Photo object pointing lines
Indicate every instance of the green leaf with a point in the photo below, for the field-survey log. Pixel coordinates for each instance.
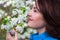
(23, 9)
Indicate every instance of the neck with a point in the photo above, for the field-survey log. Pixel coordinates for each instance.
(41, 30)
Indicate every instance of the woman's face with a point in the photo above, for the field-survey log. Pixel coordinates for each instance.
(35, 19)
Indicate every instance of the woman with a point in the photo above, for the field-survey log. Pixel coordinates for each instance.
(45, 18)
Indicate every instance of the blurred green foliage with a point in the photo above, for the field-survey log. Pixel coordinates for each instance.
(2, 35)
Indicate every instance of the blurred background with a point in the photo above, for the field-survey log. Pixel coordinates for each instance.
(13, 14)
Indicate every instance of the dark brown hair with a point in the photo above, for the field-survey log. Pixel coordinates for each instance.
(51, 12)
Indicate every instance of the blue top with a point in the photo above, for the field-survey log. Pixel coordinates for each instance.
(42, 36)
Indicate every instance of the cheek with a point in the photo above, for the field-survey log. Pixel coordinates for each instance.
(37, 22)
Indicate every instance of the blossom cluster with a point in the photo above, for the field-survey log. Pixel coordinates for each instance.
(13, 14)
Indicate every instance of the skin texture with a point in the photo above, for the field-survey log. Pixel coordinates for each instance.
(35, 21)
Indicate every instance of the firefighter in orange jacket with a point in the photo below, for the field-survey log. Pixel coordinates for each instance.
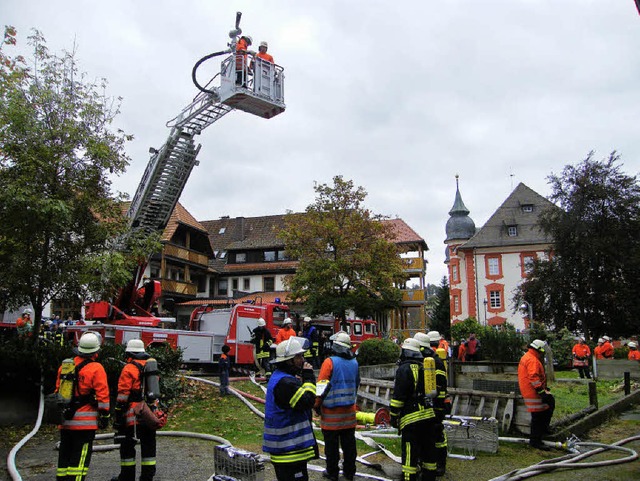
(581, 353)
(286, 332)
(91, 405)
(242, 49)
(130, 393)
(607, 348)
(537, 397)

▶ **REQUIREMENTS**: Rewrite the lines above from the line containing "Indicate every instance of the blue" through the end of the records, both ends included. Keep each request as it is and scale every answer coordinate by 1.25, rounding to the nearest whole number with halves rounded up. Leave the pictures out.

▶ **EXERCISE ANSWER**:
Indicate every instance of the blue top with a point in the photo above, for the field-survey log. Pixel coordinates for each instance.
(53, 45)
Indicate every instance of the cheek with a point in the photo above, for the field-survey log. Pixel coordinates for each instance.
(46, 28)
Indicate every instance of the blossom cluster with a point in the photo above, for the field-survey log. Pixel coordinates for each instance.
(16, 18)
Indicate every instance of the skin texture with a point in the photo above, for the field-survey log. Pixel coordinates for each instance.
(44, 26)
Indicate every instance of the firefighter in orange jacket with a point in the photo below, for the field-survey log. Pixel coordinates for each instance.
(726, 441)
(358, 415)
(114, 506)
(303, 61)
(163, 491)
(759, 435)
(671, 496)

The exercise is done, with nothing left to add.